Leaked emails slam Apple's "toxic" culture

by Miklos Bolza21 Sep 2016
“I have witnessed the complete and utter disenfranchising of the voices of men and women of colour, and the fault lies not only in the direct management staff but in the response of those tasked with protecting employee rights.”
 
This quote was taken from one out of a series of emails leaked to media firm Mic, allegedly from current and former employees of Apple.
 
The emails were said to contain examples of discrimination and sexual harassment by staff employed by the tech giant.
 
“I do not feel safe at a company that tolerates individuals who make rape jokes,” one current employee said. “I feel *incredibly* unsafe at Apple now. I have tried to escalate to my manager several times that the culture was toxic, yet nothing has appeared to change.”

The specific instance the author was referring to was an online chat between colleagues talking about the "Bed Intruder" song that went viral in 2010.
 
Mic also reported on other alleged discriminatory behaviour conducted by staff at Apple found in the leaked emails.

“The conversation turned to all of the men being dismissive about their wives and their significant others,” a former staff member said. “I felt very uncomfortable of the reality that I was the only woman in the room as all of my male co-workers stereotyped women as nags and this was not countered by my manager as being inappropriate.”
 
Another recounted a job interview in which she claimed the interviewer opened by asking, “You're not technical, are you?”
 
“If he were familiar with my actual work, he could not in good conscience say such a thing,” she wrote. “My response to his condescension was to discuss advanced learning theory and the use of metaphor and semiotics along with the theoretical foundations of design patterns.”
 
She never got the job.
 
Some emails sent to Mic were written by men within the company. One former staff member said he sent a complaint of sexual harassment to multiple people at Apple, including CEO Tim Cook.

**What to produce:**
Carry on the news article about leaked emails describing Apple's "toxic" culture, beginning after its last sentence. The data that follows is separate from the article about Apple's workplace culture.

**Dataset excerpts:**
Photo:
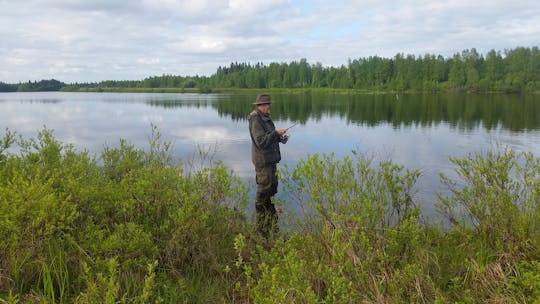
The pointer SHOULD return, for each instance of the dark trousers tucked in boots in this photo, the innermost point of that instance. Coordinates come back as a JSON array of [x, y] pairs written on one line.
[[267, 218]]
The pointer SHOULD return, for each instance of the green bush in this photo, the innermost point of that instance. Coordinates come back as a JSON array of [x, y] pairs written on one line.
[[132, 226]]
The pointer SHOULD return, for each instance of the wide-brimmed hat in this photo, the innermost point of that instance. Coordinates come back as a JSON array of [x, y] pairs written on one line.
[[263, 99]]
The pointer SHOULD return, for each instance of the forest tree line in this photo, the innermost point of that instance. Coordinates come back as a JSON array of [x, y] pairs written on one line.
[[514, 70]]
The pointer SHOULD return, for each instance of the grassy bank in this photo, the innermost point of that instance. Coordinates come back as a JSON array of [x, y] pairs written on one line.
[[131, 226]]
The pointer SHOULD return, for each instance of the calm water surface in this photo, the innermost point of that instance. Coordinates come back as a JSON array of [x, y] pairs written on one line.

**Response:**
“Why I felt I would be retaliated against was the fact that I would consistently be referred to as an emotional man that resembled having the qualities of a woman,” he said. “Any male can tell you that being referred to as a woman is an insinuation that you are not strong enough or stable enough to handle the difficulties of life or work in the way a man can.”
 
Apple responded to the claims in an interview with Recode, a tech news publication under the Vox Media brand.
 
“We take these things not just seriously, but personally,” said Apple’s HR chief Denise Young Smith. “I have been grieved over this ... that someone may have had this kind of an experience.”
 
She noted that “commensurate actions” had been taken although she declined to give details of exactly what this entailed due to privacy concerns.
 
In a workforce that is 32% female, Young Smith said she hoped to develop a culture where people could call each other out.
 
“I don’t think people are too shy about doing it,” she said, “but I am also very cognisant that we are still 70/30 in our very hard-core engineering team. We have to be cognisant that someone may not feel that their voice is heard or valued.”
 
She admitted that the leaked emails may have led to people being afraid of speaking up about discrimination in Apple.
 
“The unfortunate consequence of this is that we may have lost the trust of others.”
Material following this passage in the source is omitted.